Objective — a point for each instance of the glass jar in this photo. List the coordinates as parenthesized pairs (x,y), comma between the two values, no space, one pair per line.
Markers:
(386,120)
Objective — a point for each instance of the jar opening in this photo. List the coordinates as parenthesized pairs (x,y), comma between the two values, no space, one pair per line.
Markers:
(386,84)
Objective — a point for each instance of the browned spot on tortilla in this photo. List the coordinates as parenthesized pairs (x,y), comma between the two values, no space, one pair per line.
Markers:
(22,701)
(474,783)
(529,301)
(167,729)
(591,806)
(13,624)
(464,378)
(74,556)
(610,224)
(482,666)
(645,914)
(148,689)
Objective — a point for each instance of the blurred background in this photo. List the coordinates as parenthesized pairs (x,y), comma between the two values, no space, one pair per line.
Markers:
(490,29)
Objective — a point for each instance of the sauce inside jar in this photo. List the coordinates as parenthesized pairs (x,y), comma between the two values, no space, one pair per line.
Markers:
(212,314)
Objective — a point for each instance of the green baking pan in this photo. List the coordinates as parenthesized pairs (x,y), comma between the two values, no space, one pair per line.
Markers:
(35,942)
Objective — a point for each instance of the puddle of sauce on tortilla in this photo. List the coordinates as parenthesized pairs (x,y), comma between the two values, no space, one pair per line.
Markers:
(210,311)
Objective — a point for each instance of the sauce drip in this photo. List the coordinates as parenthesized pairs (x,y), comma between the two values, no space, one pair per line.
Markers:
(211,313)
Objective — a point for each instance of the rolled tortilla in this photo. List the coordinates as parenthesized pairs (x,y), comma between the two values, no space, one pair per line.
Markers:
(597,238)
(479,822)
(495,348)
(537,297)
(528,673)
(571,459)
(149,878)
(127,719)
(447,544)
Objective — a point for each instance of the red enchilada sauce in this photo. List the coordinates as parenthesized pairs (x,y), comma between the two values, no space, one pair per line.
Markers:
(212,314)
------------------------------------------------------------------------
▶ [Task instructions]
What are the lines from the one containing "Objective — a point for each instance of the rolled" to the end of the material above? Return them exactly, and only them.

▶ [Answer to this task]
Objective — a point for each instance of the rolled tortilla in this photo. List the coordinates as parenthesized pairs (x,y), comma between the two values, no space, one pair per line.
Markers:
(597,238)
(479,822)
(495,348)
(537,297)
(528,673)
(571,459)
(149,878)
(127,719)
(447,544)
Objective — a point for each instance of the red enchilada sauce in this photo. List the coordinates as parenthesized pairs (x,y), comma between the two values, no space, one pair per line.
Markers:
(212,314)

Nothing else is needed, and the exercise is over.